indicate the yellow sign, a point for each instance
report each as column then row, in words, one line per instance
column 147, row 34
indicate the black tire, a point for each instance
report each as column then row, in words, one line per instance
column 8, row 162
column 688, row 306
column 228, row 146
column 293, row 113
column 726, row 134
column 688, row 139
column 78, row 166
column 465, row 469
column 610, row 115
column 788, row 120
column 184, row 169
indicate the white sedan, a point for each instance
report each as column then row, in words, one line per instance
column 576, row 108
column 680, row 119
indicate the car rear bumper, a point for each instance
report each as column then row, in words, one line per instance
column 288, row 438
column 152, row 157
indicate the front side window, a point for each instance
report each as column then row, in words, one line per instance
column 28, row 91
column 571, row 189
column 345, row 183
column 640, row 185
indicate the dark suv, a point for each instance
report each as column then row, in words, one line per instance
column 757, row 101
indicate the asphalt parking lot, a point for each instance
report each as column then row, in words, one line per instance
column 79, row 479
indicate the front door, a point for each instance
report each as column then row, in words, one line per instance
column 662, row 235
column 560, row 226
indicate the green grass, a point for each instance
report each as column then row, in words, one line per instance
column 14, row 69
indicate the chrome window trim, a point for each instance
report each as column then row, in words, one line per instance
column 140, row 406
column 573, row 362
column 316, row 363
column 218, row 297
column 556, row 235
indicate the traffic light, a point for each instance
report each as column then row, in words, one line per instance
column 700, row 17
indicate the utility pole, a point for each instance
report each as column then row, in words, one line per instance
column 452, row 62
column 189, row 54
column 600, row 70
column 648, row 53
*-*-*
## Task requirements
Output only the lines from the one that contains "indicate the green" through the final line of the records, exactly as given.

## Response
indicate the green grass, a point for each instance
report each as column then row, in words, one line per instance
column 14, row 69
indicate the chrome window trim, a point for each instance
report each as column then row, in words, one line per instance
column 140, row 406
column 573, row 362
column 316, row 363
column 218, row 297
column 556, row 235
indicate the traffic light, a point for each instance
report each as column then row, in words, one line per instance
column 700, row 17
indicate the utility pole, a point for each instance
report each as column then row, in words, one line per instance
column 452, row 62
column 189, row 54
column 600, row 70
column 648, row 53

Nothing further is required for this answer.